Н***, герой повести Лесовинского «Человек не совсем обыкновенный» (1833)[1014], сдружился в Греции с молодым человеком, «принадлежавшим к одной из знаменитейших фамилий Пелопоннеса», и тот пригласил его в гости к своим родным. «Я охотно принял его предложение, – рассказывает герой, – но, приготовляясь следовать за ним, почувствовал в себе необыкновенное волнение, сердце сильно билось в груди, и я невольно подумал, не предзнаменование ли это чего-нибудь особенного <…> Занятый разгадкою неразгаданной проблемы предчувствия, я не заметил, как прошли мы тесные, перепутанные улицы Патраса [мотив лабиринта как топографического хаоса, вторящего хаосу эмоциональному] и вышли в сад» (итоговый райский локус), расположенный на берегу Коринфского залива.
Приятель спрашивает у матери, где его сестра Зара, и слышит в ответ: «Ты знаешь, что она дитя моря: видишь ли, вон белеется вдалеке ее парус; видишь, как быстро летит челнок ее». Как будет в «Черной женщине» Греча, само море здесь, по сути, отождествлено с небесами, откуда к Ветлину явится Надежда; а символика паруса предвещает лермонтовскую: «Маленький ялик с округленным парусом, как перламутровое облачко по чистому небу, быстро скользил по гладкой синеве вод, быстро причалил к берегу, и юная гречанка выпрыгнула на оный, как волшебная нереида». Этому языческому созданию даны вместе с тем «небесные взоры» христианского серафима и «ангельская душа».
Гость настолько восхищен ее синкретической красотой, что на время теряет дар речи (обмирание): «Я хотел прервать молчание, хотел говорить, но слова мои замирали, все вертелось вокруг меня [рецидив эмоционального хаоса, предшествующий духовному перерождению]: море, сад, толпившиеся люди скрывались в каком-то черном тумане; она одна, как путеводная звезда жизни моей, сияла предо мною». (См. аналогичный мотив, связанный с Гоголем, в 8-м разделе 4-й главы.)
Ясно, что Зара для него – это олицетворенная память о родных небесах: «Озаренная присутствием ангела, восторженная душа моя напоминала себе священную отчизну свою!» Придя в себя, Н*** вступает наконец в беседу с девушкой и узнает, что та любит море, ибо «любит все, что не имеет границ». Мотив узнавания родной души сведен тут к своему акустическому аспекту: «Голос ее заставил меня затрепетать; он был мне знаком: я слыхал его в торжественных звуках органа, когда, внимая им, проникал взорами души свод небес и был свидетелем тайн чудесных, невыразимых; я слыхал его в трелях соловья <…> в грохоте громов».

Данные разметки точек на фотографиях —
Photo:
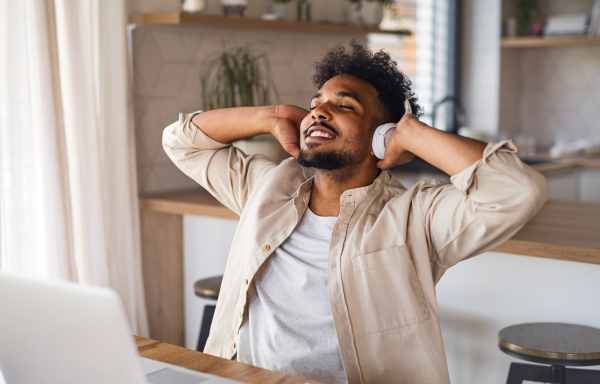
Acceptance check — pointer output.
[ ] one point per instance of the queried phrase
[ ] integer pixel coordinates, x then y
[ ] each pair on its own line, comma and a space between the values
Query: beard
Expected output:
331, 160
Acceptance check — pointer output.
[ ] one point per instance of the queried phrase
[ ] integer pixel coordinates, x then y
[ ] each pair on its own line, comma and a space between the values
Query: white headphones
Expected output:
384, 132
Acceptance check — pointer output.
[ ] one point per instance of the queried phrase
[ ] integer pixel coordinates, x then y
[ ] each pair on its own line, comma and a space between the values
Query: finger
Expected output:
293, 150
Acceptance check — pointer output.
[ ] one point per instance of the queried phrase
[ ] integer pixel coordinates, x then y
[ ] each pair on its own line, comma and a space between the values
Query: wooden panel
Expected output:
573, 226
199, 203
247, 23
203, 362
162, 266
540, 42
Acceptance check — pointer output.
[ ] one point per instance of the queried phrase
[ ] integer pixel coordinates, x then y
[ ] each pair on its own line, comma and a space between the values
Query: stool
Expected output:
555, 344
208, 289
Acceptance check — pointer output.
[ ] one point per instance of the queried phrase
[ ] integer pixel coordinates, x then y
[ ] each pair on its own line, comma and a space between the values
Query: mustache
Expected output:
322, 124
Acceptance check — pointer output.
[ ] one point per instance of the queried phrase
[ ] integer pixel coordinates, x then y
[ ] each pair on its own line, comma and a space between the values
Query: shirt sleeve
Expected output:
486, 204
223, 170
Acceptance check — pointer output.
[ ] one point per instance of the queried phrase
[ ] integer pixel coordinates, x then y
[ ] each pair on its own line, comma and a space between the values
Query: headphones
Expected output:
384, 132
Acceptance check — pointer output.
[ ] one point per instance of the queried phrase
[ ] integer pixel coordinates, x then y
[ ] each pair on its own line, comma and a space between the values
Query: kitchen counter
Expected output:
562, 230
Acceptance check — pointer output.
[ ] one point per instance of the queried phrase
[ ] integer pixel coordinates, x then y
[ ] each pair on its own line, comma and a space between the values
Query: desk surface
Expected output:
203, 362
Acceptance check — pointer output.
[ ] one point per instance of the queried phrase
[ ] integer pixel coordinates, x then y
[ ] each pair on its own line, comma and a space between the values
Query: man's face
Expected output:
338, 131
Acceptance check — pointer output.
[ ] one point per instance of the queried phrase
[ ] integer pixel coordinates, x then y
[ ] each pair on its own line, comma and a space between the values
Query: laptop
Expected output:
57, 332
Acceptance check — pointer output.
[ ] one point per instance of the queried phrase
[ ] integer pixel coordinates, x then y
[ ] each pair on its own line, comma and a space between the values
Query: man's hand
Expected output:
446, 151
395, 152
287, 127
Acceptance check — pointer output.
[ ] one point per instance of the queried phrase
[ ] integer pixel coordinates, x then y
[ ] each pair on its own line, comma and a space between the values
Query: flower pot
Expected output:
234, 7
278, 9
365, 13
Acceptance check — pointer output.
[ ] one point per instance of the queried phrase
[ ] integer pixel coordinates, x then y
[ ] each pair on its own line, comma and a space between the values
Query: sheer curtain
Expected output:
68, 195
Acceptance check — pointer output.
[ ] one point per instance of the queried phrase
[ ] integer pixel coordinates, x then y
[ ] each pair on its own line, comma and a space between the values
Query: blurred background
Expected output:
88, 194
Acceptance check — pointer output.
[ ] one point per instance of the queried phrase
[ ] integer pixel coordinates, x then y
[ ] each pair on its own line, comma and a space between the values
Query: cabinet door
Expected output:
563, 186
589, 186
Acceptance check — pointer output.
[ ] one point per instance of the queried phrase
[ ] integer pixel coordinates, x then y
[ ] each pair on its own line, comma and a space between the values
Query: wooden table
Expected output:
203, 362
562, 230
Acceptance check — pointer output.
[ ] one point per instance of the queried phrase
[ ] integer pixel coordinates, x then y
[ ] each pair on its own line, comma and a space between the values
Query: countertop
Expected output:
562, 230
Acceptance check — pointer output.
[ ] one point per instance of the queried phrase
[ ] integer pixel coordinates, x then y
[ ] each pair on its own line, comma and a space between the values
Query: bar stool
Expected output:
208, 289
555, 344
---
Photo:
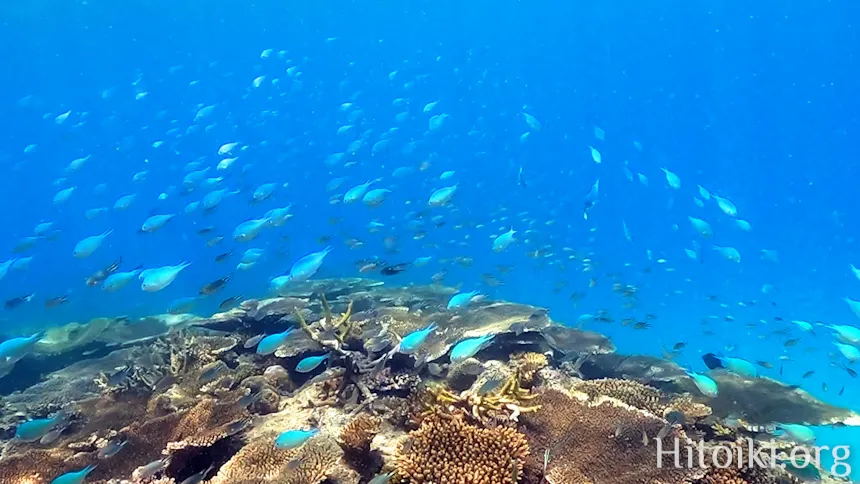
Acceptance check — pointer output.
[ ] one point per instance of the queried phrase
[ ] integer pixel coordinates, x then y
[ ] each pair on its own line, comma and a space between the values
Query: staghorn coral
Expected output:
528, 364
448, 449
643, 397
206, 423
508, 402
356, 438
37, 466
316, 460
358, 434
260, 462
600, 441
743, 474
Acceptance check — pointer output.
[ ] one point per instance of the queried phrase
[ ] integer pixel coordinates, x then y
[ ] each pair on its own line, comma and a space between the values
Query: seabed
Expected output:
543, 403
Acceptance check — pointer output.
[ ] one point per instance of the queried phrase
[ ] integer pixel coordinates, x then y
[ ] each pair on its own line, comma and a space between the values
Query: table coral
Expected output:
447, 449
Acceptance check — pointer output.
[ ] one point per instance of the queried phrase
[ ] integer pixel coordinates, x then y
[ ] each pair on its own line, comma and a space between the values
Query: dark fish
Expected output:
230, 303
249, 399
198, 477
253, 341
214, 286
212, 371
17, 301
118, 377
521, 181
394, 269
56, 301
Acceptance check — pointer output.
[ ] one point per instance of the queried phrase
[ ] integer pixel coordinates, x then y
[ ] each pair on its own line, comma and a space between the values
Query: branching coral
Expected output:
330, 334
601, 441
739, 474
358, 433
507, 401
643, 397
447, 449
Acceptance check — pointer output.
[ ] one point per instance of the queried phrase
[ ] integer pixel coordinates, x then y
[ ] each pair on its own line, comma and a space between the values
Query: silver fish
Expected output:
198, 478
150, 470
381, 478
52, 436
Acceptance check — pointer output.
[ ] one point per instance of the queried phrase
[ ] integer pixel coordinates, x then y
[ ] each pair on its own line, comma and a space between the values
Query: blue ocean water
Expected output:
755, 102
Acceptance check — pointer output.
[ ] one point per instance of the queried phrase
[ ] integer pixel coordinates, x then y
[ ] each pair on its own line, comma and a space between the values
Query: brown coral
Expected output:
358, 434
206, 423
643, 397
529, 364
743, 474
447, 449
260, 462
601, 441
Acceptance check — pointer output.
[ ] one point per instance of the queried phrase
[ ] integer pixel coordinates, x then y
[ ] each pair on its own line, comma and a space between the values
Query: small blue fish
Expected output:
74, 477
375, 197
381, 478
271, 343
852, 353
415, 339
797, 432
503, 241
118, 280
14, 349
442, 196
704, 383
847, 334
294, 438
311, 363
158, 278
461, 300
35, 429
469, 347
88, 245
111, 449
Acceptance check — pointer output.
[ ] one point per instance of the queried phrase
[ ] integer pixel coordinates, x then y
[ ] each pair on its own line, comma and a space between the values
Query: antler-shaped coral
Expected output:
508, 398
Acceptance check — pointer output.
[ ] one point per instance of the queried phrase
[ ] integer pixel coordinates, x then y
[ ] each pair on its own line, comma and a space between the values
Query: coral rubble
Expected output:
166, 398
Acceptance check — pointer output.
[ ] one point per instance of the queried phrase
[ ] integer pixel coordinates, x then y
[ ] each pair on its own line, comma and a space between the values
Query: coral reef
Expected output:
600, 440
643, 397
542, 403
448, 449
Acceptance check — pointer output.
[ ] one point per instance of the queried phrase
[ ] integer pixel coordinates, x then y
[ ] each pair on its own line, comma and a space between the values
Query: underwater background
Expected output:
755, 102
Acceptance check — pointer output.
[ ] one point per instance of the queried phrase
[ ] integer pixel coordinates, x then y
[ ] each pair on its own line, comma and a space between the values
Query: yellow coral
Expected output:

Письменное задание —
Подхватите текст о повести Лесовинского «Человек не совсем обыкновенный» и допишите его дальше с того места, на котором он заканчивается. Приведённый список — самостоятельный материал, к тексту он не относится.

Письменный ответ —
В общем, герою остается теперь только мистически преобразиться, соединившись со всем миром, что он и делает: «Это первое свидание было для меня возрождением к новой жизни <…> // С этого дня как переменилось для меня все! <…> Какие мучительные и вместе счастливые минуты! <…> Как светлы казались мне взоры людей, как приветливы улыбки их! Я сдружился со всею природою». (Но повесть завершается тем, что отца и брата Зары убивают свирепые турки; ее же они забирают в гарем, и тогда обезумевшая от горя героиня кончает с собой.)
В ряде произведений мы соприкасаемся с менее развернутыми, как бы усеченными линиями схемы, где задействованы не все, а лишь опорные ее элементы – например, такие как хаос и смятение, которые провоцируют эротическое ожидание. При этом хаос, в том числе дорожный, может облекаться в самые разные формы.
В повести «Башмачок» (1838), подписанной именем М. Г – в, он принял вид вьюги. Вечером, в канун Нового года, Владимир Зонин на санях возвращается из отпуска в Петербург. Путник «дремал под русскую дорожную симфонию, под свист буруна, под заунывный звон колокольчика <…> Сон не брал его. От безделья ударился Владимир в мечты». Другими словами, хаос интериоризируется. Поскольку молодой герой, как подчеркивается, «еще не знал горя», фаза унылого томления тут опущена, и аморфные «мечты» незамедлительно переходят в сумбурную, но вещую эйфорию, которой, собственно, и подготовлено появление эротического объекта (поданного, правда, лишь как синекдоха искомого образа): «Мало-помалу мысли Владимира стали сбиваться с одного предмета на другой; воображение то съеживалось, то расширялось с неимоверною быстротою; оно развивало перед ним какие-то смутные, нестройные, фантастические образы, представляло ему картины странные, а порой самые пленительные»[1015].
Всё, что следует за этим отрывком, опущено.